# GOAL
Convert all of the data below into a numbered list, one line per item, with blank lines left out. Leave the pictures out of the list.

# DATA FOR THIS EXERCISE
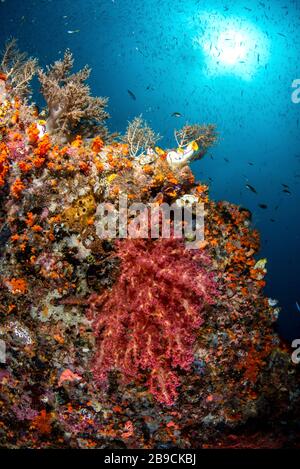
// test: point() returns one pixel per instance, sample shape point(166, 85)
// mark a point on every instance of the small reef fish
point(251, 188)
point(132, 95)
point(159, 151)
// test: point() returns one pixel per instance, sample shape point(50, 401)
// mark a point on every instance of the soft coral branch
point(70, 106)
point(148, 324)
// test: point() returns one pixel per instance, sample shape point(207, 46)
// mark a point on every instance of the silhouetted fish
point(251, 188)
point(176, 114)
point(132, 95)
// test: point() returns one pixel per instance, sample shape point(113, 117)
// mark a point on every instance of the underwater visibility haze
point(225, 73)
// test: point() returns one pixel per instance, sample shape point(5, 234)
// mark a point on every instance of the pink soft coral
point(148, 323)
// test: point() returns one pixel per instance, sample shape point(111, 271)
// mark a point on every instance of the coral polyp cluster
point(136, 343)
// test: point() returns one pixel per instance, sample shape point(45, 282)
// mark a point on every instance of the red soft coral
point(148, 323)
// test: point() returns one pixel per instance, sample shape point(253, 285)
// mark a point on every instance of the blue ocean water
point(211, 62)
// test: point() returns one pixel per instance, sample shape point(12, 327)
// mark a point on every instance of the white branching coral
point(204, 135)
point(193, 142)
point(139, 137)
point(71, 109)
point(18, 68)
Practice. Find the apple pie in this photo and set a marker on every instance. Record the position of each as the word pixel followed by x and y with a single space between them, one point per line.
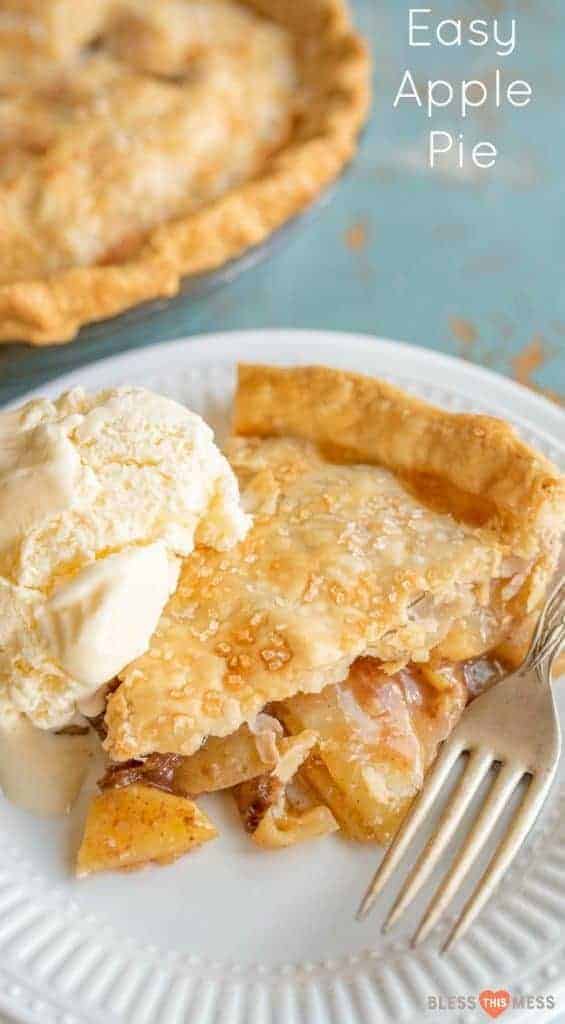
pixel 313 670
pixel 140 142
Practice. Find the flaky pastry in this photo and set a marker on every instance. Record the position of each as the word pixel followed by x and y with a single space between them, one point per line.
pixel 382 527
pixel 142 141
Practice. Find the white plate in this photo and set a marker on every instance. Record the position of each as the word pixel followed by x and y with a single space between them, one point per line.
pixel 230 935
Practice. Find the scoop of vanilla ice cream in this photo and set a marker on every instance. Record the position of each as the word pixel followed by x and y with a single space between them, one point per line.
pixel 99 497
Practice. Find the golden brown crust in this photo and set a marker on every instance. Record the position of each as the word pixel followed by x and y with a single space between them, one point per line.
pixel 342 559
pixel 334 66
pixel 475 465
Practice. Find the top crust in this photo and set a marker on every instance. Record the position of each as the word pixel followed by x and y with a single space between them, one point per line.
pixel 474 466
pixel 342 560
pixel 334 71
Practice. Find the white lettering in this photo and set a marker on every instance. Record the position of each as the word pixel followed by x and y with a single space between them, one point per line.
pixel 413 27
pixel 413 94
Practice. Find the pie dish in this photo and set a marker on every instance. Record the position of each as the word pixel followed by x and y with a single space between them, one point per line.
pixel 314 668
pixel 142 142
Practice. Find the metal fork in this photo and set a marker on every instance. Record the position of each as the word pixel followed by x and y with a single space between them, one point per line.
pixel 515 725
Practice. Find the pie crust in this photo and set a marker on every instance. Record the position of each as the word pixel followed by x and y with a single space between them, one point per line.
pixel 333 69
pixel 372 537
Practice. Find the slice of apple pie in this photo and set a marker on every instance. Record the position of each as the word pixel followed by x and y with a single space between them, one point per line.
pixel 315 668
pixel 382 527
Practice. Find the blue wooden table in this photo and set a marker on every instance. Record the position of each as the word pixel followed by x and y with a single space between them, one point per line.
pixel 469 262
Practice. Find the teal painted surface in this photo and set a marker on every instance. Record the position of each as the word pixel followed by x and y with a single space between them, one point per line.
pixel 467 264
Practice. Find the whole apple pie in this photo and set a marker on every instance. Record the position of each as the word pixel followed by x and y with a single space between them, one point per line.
pixel 143 141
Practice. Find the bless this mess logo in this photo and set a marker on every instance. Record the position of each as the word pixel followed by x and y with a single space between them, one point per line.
pixel 492 1001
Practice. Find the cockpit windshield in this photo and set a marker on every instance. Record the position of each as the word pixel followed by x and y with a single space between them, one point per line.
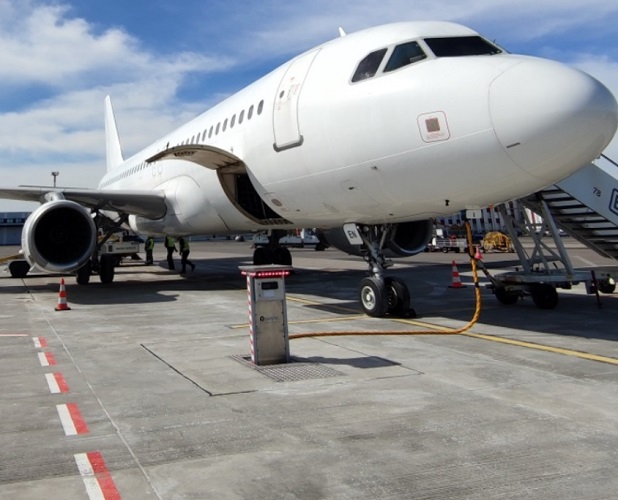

# EXPECTED ANSWER
1. // test: point() returns one pixel per instance, sample shape point(166, 85)
2. // mark a point on every instance of the small reef fish
3. point(251, 188)
4. point(132, 95)
5. point(159, 151)
6. // test: point() returns one pixel per instance, sample shape point(50, 401)
7. // mark a point on every instance of the soft coral branch
8. point(70, 106)
9. point(148, 324)
10. // test: point() returns one pixel per instance, sample shape point(207, 46)
11. // mark a point on every instance of the silhouetted fish
12. point(251, 188)
13. point(176, 114)
14. point(132, 95)
15. // test: point() returns one pixel per instance, sample shape point(113, 117)
16. // mark a point on every instance of the underwater visibility haze
17. point(225, 73)
18. // test: point() returns one pixel per instance, sample shape point(5, 234)
19. // mark a point on every instance of the pink soft coral
20. point(148, 323)
21. // test: point() returns one pixel per instance, sample shape point(111, 271)
22. // mark a point on every instance of the coral polyp cluster
23. point(136, 343)
24. // test: point() returns one pixel per instance, sample shape point(45, 282)
25. // mark a point on every instance of the red soft coral
26. point(148, 323)
27. // test: point() returns one pixel per instance, sample shape point(253, 285)
28. // mark a point on every instance of the blue ocean water
29. point(211, 62)
30. // test: point() returns one pixel per instance, sample shape point(12, 327)
31. // mark a point on every instance of the white branching coral
32. point(204, 135)
33. point(193, 142)
34. point(139, 137)
35. point(71, 109)
36. point(18, 68)
37. Practice. Find the apple pie in this photo and set a marker on every instance. Record the position of each as the word pixel followed by x and y with a single space between them, one point per line.
38. pixel 313 670
39. pixel 140 142
40. Practice. Find the flaky pastry in this photo and set a marker on every instance. Record the position of each as the word pixel followed by x and y with a single space between them, one point per line.
41. pixel 382 527
42. pixel 142 141
43. Practice. Find the white plate in this photo and set a marker on every instance. Record the position of each as the word pixel followed by x and y with a single space between them, one point per line.
44. pixel 230 935
45. Practice. Find the scoop of vanilla ice cream in this photo and set a marker on every instance. Record the position of each as the word pixel followed by x and y with a single space between them, one point per line.
46. pixel 99 497
47. Practice. Find the golden brown crust in this photo and set a marker on every instance. Record the position of each as the word pixel followed by x and y with a single space between them, one point per line.
48. pixel 342 559
49. pixel 334 66
50. pixel 475 465
51. Practice. Find the top crust in this photo and set a marker on every instance. Record the position of each as the word pixel followed by x and y with a single space between them, one point per line.
52. pixel 474 466
53. pixel 342 560
54. pixel 334 71
55. Practice. Find the white lettering in this photo and set a marker on every instance. Record the position of each as the word pixel followed by x and y with a single space between them, one point per line.
56. pixel 413 27
57. pixel 413 94
58. Practice. Find the pie dish in this photo and set a marker on every instance. Record the position of each as the word pixel followed by x and y with a single space between them, one point per line.
59. pixel 314 668
60. pixel 142 142
61. Practice. Find the metal fork in this photo and set a marker on every instance. Record the position of each as the word pixel followed by x and y with a single space between them, one point per line.
62. pixel 515 725
63. Practice. Find the pie crust in this photo and set a marker on every instance. Record the position of each as the word pixel followed by x and y with a single space between them, one point per line.
64. pixel 333 69
65. pixel 372 537
66. Practice. Find the slice of apple pie in this photo and set a marker on every instance. Record the position of each as the word pixel followed by x and y with a single space between them, one point per line.
67. pixel 315 668
68. pixel 382 527
69. Practice. Find the blue wooden table in this photo and set a marker on every instance. Record the position of each as the word pixel followed by x and y with a single space between them, one point per line.
70. pixel 469 262
71. Practice. Find the teal painted surface in this photo and set a marker on every instance. Record the position of each as the word pixel followed by x and y with a single space between them, one point per line.
72. pixel 467 264
73. Practice. Find the whole apple pie in this photo and set a marker on every instance. Record the position of each as the word pixel followed by x and y with a single space between them, one point per line.
74. pixel 143 141
75. Practice. Find the bless this mess logo in this photo and set a marker on every instance. Record the position of each as the word pixel followed by x and y with a single space between them, one point per line.
76. pixel 492 1001
77. Practice. Find the cockpit windshield in this photo and set a marker on every instance. Record the position of each as the word pixel followed by x and y with a single space between them, one point per line.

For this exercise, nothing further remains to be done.